Items for identifying locations:
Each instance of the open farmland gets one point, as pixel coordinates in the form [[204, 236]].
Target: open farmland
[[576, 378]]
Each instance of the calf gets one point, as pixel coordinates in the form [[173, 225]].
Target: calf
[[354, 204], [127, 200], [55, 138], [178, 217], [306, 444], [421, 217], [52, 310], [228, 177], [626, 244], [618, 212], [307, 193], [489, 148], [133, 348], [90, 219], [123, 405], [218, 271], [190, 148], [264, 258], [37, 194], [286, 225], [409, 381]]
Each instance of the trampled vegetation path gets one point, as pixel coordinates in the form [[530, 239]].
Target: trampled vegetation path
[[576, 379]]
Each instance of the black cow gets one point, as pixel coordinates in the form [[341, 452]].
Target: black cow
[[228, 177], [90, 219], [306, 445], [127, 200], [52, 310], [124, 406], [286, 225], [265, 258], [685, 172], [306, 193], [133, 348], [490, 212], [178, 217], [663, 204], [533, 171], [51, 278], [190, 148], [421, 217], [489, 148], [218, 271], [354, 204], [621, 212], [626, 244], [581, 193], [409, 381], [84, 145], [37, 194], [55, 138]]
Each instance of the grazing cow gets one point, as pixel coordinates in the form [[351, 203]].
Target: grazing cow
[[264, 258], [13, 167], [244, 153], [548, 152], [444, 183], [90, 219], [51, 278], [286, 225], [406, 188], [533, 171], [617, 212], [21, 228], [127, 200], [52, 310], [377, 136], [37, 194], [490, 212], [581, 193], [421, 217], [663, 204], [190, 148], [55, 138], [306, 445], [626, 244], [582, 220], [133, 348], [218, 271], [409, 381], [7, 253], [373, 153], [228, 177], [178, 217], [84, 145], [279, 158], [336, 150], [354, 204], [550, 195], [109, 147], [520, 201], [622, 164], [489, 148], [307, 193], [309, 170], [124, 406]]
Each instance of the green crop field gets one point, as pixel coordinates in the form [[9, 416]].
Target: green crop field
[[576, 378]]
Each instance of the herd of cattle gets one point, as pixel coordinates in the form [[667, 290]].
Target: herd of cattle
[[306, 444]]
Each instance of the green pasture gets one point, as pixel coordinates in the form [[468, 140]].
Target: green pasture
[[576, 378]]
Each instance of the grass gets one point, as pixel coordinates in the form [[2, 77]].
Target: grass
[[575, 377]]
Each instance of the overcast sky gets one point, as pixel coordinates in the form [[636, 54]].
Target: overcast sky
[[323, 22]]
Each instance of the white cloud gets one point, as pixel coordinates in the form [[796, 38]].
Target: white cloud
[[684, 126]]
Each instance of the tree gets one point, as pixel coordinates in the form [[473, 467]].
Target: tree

# SET PROBLEM
Reproduce every row above word for word, leaving each one unchanged.

# ANSWER TO THE PROBLEM
Each instance of the open farmland gets one point, as pixel coordinates in the form [[204, 236]].
Target: open farmland
[[576, 378]]
Each instance of the calf gets one point, as pixel coordinates in the form [[173, 225]].
Target: calf
[[354, 204], [127, 200], [55, 138], [178, 217], [306, 444], [421, 217], [52, 310], [228, 177], [626, 244], [618, 212], [307, 193], [489, 148], [133, 348], [90, 219], [123, 405], [218, 271], [190, 148], [264, 258], [37, 194], [286, 225], [409, 381]]
Each instance of the trampled vegetation path gets one point, as pixel coordinates in the form [[530, 239]].
Target: trampled vegetation path
[[576, 379]]
Each instance of the black cow gets one point, as pixel coordinates in the form [[341, 452]].
Target: black cow
[[228, 177], [90, 219], [306, 445], [127, 200], [52, 310], [124, 406], [286, 225], [265, 258], [685, 172], [306, 193], [133, 348], [490, 212], [178, 217], [663, 204], [533, 171], [51, 278], [190, 148], [421, 217], [489, 148], [218, 271], [354, 204], [621, 212], [626, 244], [581, 193], [409, 381], [84, 145], [37, 194], [55, 138]]
Each instance of the grazing cow gets one point, as pixel coordinates in the form [[351, 203]].
Target: grazing cow
[[264, 258], [13, 167], [244, 153], [548, 152], [444, 183], [90, 219], [51, 278], [286, 225], [406, 188], [533, 171], [617, 212], [21, 228], [127, 200], [52, 310], [377, 136], [37, 194], [490, 212], [581, 193], [421, 217], [663, 204], [190, 148], [55, 138], [306, 445], [626, 244], [582, 220], [133, 348], [218, 271], [409, 381], [7, 253], [373, 153], [228, 177], [178, 217], [84, 145], [279, 158], [336, 150], [354, 204], [550, 195], [109, 147], [520, 201], [622, 164], [489, 148], [307, 193], [309, 170], [124, 406]]
Each instance of the green crop field gets one point, as pixel coordinates in the form [[9, 416]].
Target: green crop field
[[576, 378]]
Each instance of the herd of cattle gets one point, as pixel coordinates in the form [[667, 290]].
Target: herd of cattle
[[306, 444]]
Each instance of the green pasture gets one point, as pixel coordinates in the form [[468, 140]].
Target: green pasture
[[576, 378]]
Each instance of the grass gets one point, as pixel coordinates in the form [[2, 77]].
Target: grass
[[575, 377]]
Each instance of the overcast sky gets one point, as pixel coordinates in the form [[636, 54]].
Target: overcast sky
[[323, 22]]
Each instance of the white cloud gets one point, as pixel coordinates in the form [[796, 38]].
Target: white cloud
[[684, 126]]
Each instance of the tree gets one point, as pixel coordinates in the form [[473, 467]].
Target: tree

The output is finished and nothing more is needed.